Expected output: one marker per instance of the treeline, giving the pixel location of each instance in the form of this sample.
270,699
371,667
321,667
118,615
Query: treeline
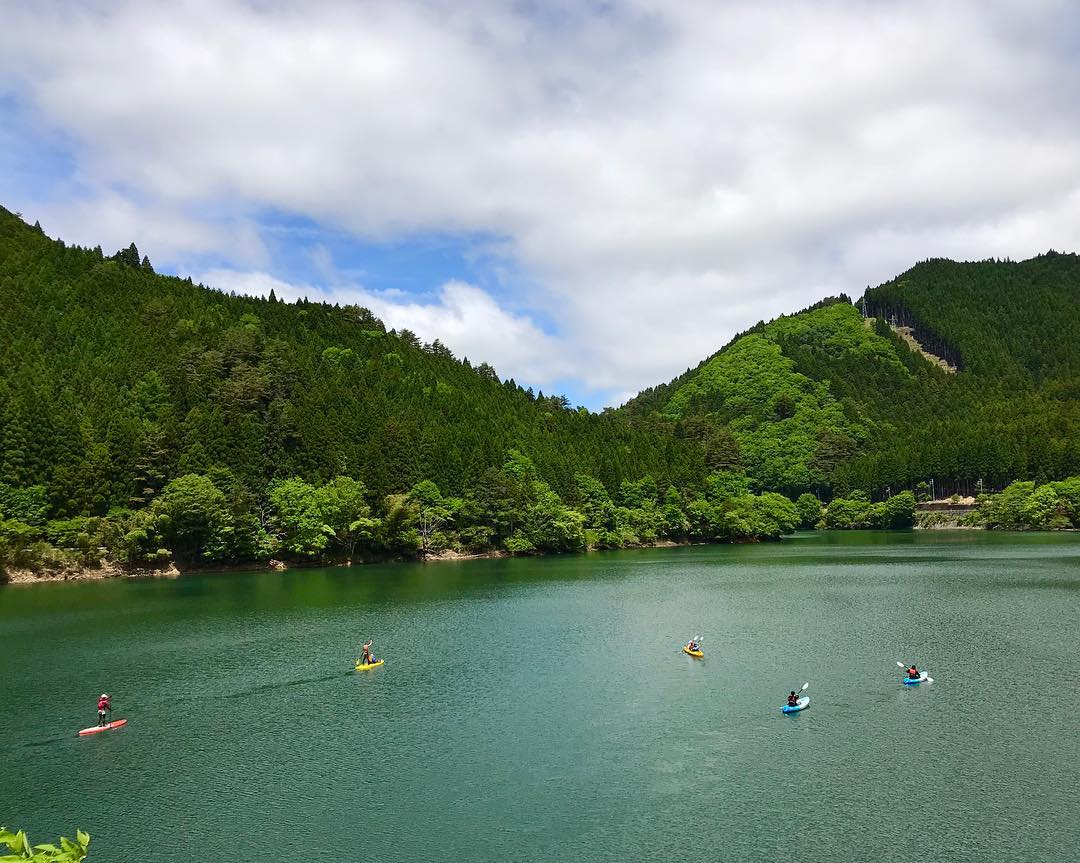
828,402
1027,506
116,380
202,520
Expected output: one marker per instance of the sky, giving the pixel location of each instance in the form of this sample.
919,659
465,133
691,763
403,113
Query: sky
590,196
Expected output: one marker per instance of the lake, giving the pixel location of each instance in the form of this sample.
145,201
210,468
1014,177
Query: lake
542,710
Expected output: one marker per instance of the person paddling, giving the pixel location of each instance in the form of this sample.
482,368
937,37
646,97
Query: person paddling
104,709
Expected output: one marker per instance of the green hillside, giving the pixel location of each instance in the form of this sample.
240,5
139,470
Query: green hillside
827,401
146,419
115,378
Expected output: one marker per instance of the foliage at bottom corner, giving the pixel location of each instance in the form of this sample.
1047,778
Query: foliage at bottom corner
19,849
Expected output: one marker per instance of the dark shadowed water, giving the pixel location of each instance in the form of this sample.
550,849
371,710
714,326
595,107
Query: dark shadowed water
541,710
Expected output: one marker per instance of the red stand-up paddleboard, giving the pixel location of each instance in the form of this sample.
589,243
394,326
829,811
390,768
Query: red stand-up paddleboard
106,727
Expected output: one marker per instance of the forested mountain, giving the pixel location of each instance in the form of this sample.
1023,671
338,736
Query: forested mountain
831,401
145,418
115,379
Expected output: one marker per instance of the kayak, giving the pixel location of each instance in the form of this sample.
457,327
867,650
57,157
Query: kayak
801,704
107,727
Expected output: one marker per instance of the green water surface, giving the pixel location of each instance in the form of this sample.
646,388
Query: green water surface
541,710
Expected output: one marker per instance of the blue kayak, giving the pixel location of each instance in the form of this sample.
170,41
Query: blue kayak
801,704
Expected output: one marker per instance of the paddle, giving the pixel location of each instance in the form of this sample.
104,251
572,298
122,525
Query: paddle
901,664
699,639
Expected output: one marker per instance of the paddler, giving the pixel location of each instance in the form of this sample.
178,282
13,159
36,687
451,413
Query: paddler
367,659
104,708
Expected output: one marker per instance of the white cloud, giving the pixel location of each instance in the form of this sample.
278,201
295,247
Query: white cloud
463,317
662,174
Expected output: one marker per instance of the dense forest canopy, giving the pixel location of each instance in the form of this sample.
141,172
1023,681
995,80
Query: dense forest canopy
834,399
116,379
154,418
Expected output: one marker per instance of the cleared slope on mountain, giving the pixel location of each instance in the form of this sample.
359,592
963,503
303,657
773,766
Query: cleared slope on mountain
826,401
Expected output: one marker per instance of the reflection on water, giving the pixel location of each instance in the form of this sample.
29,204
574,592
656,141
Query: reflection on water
543,710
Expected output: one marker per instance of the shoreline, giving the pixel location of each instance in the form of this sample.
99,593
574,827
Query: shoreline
112,570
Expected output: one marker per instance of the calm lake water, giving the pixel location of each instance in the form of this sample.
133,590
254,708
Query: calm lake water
541,710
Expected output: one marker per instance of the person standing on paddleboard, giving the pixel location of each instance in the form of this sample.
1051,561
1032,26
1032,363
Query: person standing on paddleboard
104,709
367,658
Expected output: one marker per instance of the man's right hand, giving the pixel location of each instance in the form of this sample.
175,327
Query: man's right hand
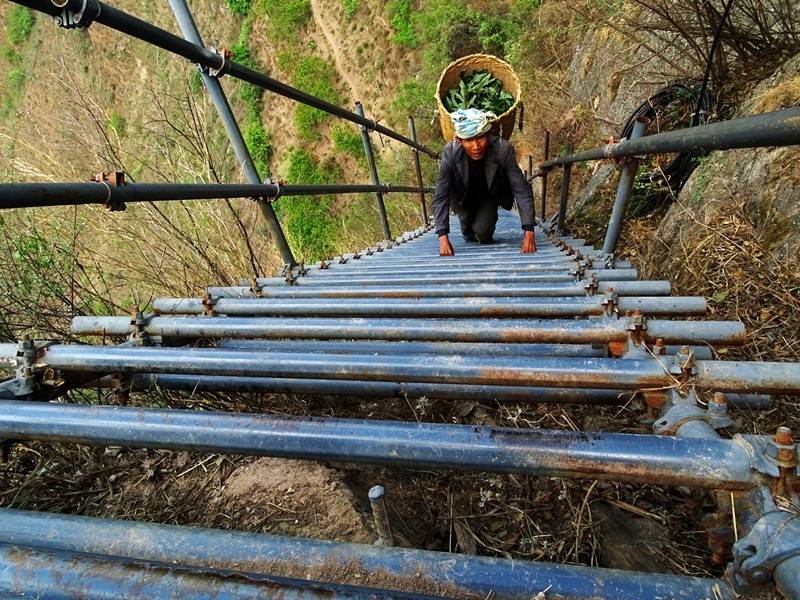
445,247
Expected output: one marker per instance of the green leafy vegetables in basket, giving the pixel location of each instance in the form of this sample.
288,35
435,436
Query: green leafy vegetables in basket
479,90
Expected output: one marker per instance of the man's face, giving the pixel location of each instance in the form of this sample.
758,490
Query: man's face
475,147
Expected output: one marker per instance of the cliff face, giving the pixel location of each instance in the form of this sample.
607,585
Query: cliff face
762,183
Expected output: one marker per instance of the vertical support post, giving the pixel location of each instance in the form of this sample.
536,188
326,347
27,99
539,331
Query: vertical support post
529,177
378,504
562,209
413,128
217,95
544,175
373,169
624,188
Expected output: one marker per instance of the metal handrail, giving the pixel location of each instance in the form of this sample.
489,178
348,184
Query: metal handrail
219,62
778,128
27,195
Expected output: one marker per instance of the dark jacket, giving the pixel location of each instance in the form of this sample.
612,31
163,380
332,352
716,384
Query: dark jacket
504,179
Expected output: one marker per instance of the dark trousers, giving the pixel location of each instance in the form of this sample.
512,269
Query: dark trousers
479,220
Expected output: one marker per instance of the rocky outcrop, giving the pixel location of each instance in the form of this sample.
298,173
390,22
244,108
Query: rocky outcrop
763,183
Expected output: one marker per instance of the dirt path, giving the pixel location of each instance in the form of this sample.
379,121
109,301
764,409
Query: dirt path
342,62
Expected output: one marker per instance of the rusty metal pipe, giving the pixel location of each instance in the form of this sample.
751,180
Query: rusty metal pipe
554,290
778,128
430,307
451,279
545,331
565,180
147,32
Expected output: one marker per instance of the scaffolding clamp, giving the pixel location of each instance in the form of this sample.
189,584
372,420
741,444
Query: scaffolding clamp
139,335
255,289
111,179
610,302
209,302
81,18
225,63
591,285
774,538
686,409
636,326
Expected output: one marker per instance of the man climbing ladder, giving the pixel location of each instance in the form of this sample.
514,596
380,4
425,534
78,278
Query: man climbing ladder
478,173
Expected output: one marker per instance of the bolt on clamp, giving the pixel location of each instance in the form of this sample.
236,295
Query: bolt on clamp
208,305
139,322
774,538
610,302
81,18
111,179
225,63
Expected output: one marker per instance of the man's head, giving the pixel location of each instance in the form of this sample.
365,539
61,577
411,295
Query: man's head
472,128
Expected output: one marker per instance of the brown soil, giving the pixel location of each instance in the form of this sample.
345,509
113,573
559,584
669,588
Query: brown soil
302,499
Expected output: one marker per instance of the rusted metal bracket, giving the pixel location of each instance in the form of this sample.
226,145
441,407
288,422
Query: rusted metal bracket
610,303
111,179
683,368
76,19
224,68
592,285
208,305
773,539
684,409
272,199
122,385
637,327
139,322
255,288
29,376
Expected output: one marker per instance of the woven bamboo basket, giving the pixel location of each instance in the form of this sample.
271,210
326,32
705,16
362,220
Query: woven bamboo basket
501,70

****************************************

## Exercise aim
Rewrite all the lines of the listing above, substituting "point" for every occurrence of "marker" and changing nothing else. Leave the pictures out.

## Exercise output
Expected output: one point per instance of the treeline, giving the pixel location of each instance in the form of this sample.
270,699
371,667
321,667
118,615
Query: treeline
828,402
1027,506
116,380
202,520
Expected output: one point per instance of the sky, giving the pixel location of each instance in the form of this sample.
919,659
465,133
691,763
403,113
Query: sky
590,196
Expected output: one point per instance of the lake, giving the pixel location of each instance in the form of this sample.
145,201
210,468
1014,177
Query: lake
542,710
Expected output: one point per instance of the person paddling, giving the pixel location of each instance in the form of this sample.
482,368
937,37
646,97
Query: person paddling
104,709
Expected output: one point per instance of the green hillside, giving the pixel location of each instance in the form of this sample.
240,5
139,470
Query: green hillside
827,401
146,419
115,378
Expected output: one point per instance of the foliage at bottom corner, giving the pixel location of each instance in the form of this sample.
1047,778
Query: foliage at bottom corner
19,849
Expected output: one point per instance of the dark shadowed water, giving the pixel location of each instance in the form of this sample.
550,849
371,710
714,326
595,107
Query: dark shadowed water
541,710
Expected output: one point per instance of the red stand-up paddleboard, giving the pixel location of each instance in the form of this sample.
589,243
394,326
829,811
390,768
Query: red stand-up paddleboard
106,727
Expected output: one point per instance of the forested mountain, giving the pixel location of each instance in the form of this sample.
1023,671
338,736
Query: forested mountain
831,401
145,418
115,379
Expected output: one point per instance of the kayak, giving the pixel location of each instance in the form of this sample.
457,327
867,650
57,157
Query: kayak
801,704
107,727
Expected output: one point per instance of the green water surface, giving the pixel location of each instance in the form of this sample.
646,388
Query: green water surface
541,710
Expected output: one point per instance of the blue kayak, giving the pixel location of each instance in the form of this sample.
170,41
Query: blue kayak
801,704
Expected output: one point per instance of the paddle, giving the pixel location of each instance in the form of this sample.
104,251
572,298
122,525
Query: paddle
901,664
699,639
Expected output: one point per instance of the paddler, giving the pixel location of each instance in the form of this sample.
178,282
13,159
36,687
451,413
Query: paddler
367,659
104,708
Expected output: one point per instance of the white cloud, giving the pixel location of each instance in the form of this sample.
278,201
295,247
Query: white cloud
463,317
662,174
Expected output: one point per instance of the dense forest canopy, giving the pixel location of each instance in the form of this sample.
141,172
1023,681
995,80
Query: dense forest canopy
834,399
116,379
154,418
Expected output: one point per instance of the cleared slope on mountain, giving the pixel location of each instance in the form of this sample.
359,592
963,503
303,657
773,766
Query: cleared slope on mountain
826,401
Expected output: one point per instance of the reflection on water, giving the pixel location of each instance in the form of this sample.
29,204
574,592
656,141
Query: reflection on water
543,710
Expected output: one point per instance of the shoreline, giving the pixel location of each instance in the form of this sample.
99,593
574,827
Query: shoreline
112,570
Expected output: one point per instance of the calm lake water, giving the pixel location of each instance in the form of this sample.
133,590
254,708
Query: calm lake water
541,710
Expected output: one point per instance of the person standing on paddleboard, giving the pixel location of each instance in the form of this sample.
1051,561
1032,26
1032,363
Query: person standing on paddleboard
104,709
367,658
Expected output: one point per instance of the man's right hand, giving the pixel location of each instance in the form of this sample.
175,327
Query: man's right hand
445,247
Expected output: one point per instance of the green leafy vegetables in basket, giving the pixel location of each instance in the form of this sample.
288,35
435,436
Query: green leafy vegetables in basket
479,90
Expected output: one point per instance of the man's face, giving the pixel location of each instance in the form of this sample.
758,490
Query: man's face
475,147
Expected output: one point per instance of the cliff face, giving the pixel location of each instance in the form of this sample.
607,585
Query: cliff face
762,183
Expected output: one point per instance of the vertical support post, giving the pixel location of each instance in the form of this sample.
536,188
326,347
27,99
539,331
Query: vertical support post
529,177
378,504
562,209
413,128
217,95
544,175
373,169
624,188
Expected output: one point per instance of the metal handrail, giving the pixel location of each instance in the form of this sample.
489,178
348,184
Query: metal handrail
219,62
778,128
27,195
Expected output: one point per instance of the dark jacket, giving the pixel location of each instance in the form of this sample.
612,31
163,380
332,352
716,384
Query: dark jacket
504,179
Expected output: one point per instance of the dark trousers, giving the pixel location of each instance in the form of this sample.
512,269
Query: dark trousers
479,220
Expected output: one point per instance of the rocky outcrop, giving the pixel location of each instance in the form of this sample.
298,173
390,22
244,108
Query: rocky outcrop
763,183
Expected output: one point per instance of the dirt path, giving the pixel location of each instance in the form of this sample.
379,121
109,301
764,409
Query: dirt path
342,62
Expected output: one point per instance of the rusty metal pipe, giving the pixel location of each instance in the form of this sample.
751,180
Query: rusty metal pipe
554,290
778,128
430,307
451,279
545,331
565,180
147,32
Expected output: one point per instance of the scaffolding clamp, giving the pixel location of each instance in the form of this sample.
189,584
372,420
741,444
Query: scaffolding clamp
139,335
255,289
111,179
610,302
209,302
81,18
225,63
591,285
774,538
686,409
636,326
Expected output: one point per instance of the man climbing ladder, giving the pixel location of each instance in the form of this sample.
514,596
380,4
425,534
78,278
Query: man climbing ladder
478,173
Expected output: one point per instance of the bolt on clamp, giving the pixel location of each instance in the form of this sample.
236,295
Query: bolt on clamp
208,305
139,322
774,538
610,302
81,18
111,179
225,63
Expected output: one point per instance of the man's head, giving the pixel location of each instance in the form of this sample.
365,539
61,577
411,295
Query: man's head
472,128
Expected output: one point per instance of the brown soil, giving the pixel location of each instance in the form of this sample.
345,509
113,573
559,584
669,588
Query: brown soil
302,499
Expected output: one point per instance of the rusted metal bracket, giving the pixel location of each instance in the form of this sample.
226,145
441,407
288,422
Query: rusted metal bracket
610,303
111,179
683,368
76,19
224,68
592,285
208,305
773,539
684,409
272,199
122,385
637,327
139,322
255,288
29,376
Expected output: one point per instance of the woven bamboo basket, giving the pixel location of each instance in the form of this sample.
271,210
326,32
705,16
362,220
Query: woven bamboo basket
501,70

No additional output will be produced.